SELECTED TEXT:
On 25-12-2009 15:00:36 +0100, Thomas Sachau wrote:
> On 12/25/2009 06:10 AM, Denis Dupeyron wrote:
> > Sorry, I forgot to send an email explaining what happened on the
> > council alias as promised. The consensus was that the project wasn't
> > mature enough to go ahead. Also more generally the council's job isn't
> > discussing but deciding, approving, etc... Discussing is what should
> > happen on mailing lists.
> 
> Since i see noone arguing against adding the multilib features to
> current testing branch of portage, the discussion part already seems
> to be done. so a simple approval is ok, drop the discussion request.

This may be a wasted effort, but I tried figuring out what you do in
your portage branch going by your earlier discussions.  The idea I got
is the following:

Triggered by some mechanism (maybe unconditional), you just run each
ebuild function executed by Portage multiple times, that is, for each
ABI that you grab from somewhere. e.g:
src_unpack() {
	for abi in ${EABIS} ; do
		mkdir ${WORKDIR}-${abi}
		cd ${WORKDIR}-${abi}
		unpack ${A}
	done
}

During configure you inject -m{32,64} in CFLAGS depending on your ABI.
This gives your multilib-compiler the right hint to do the thing you
want.

This is about what I understood.  Now here I have some questions that
may or may not be relevant.

What triggers a multilib build?  Is it unconditional, or can it be
turned on/off per package?  How does Portage resolve/verify that a
library is built for the right ABI in that case?

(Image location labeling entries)
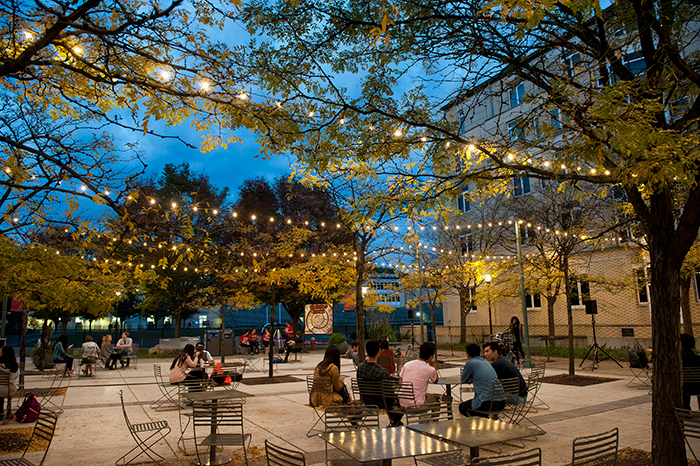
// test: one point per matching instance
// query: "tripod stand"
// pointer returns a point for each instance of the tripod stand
(595, 348)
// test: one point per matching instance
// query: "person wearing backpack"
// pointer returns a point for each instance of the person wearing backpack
(8, 363)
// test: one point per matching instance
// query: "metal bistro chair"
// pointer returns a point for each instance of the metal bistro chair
(318, 385)
(167, 390)
(639, 365)
(43, 432)
(598, 450)
(524, 458)
(345, 418)
(691, 383)
(209, 418)
(279, 456)
(185, 412)
(690, 424)
(154, 430)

WORK INSTRUCTIONS: Reproduce verbatim the passage of the mailing-list message above, from "On 25-12-2009 15:00:36" up to and including "on mailing lists.".

SOLUTION FOR THIS EXERCISE:
On 25-12-2009 15:00:36 +0100, Thomas Sachau wrote:
> On 12/25/2009 06:10 AM, Denis Dupeyron wrote:
> > Sorry, I forgot to send an email explaining what happened on the
> > council alias as promised. The consensus was that the project wasn't
> > mature enough to go ahead. Also more generally the council's job isn't
> > discussing but deciding, approving, etc... Discussing is what should
> > happen on mailing lists.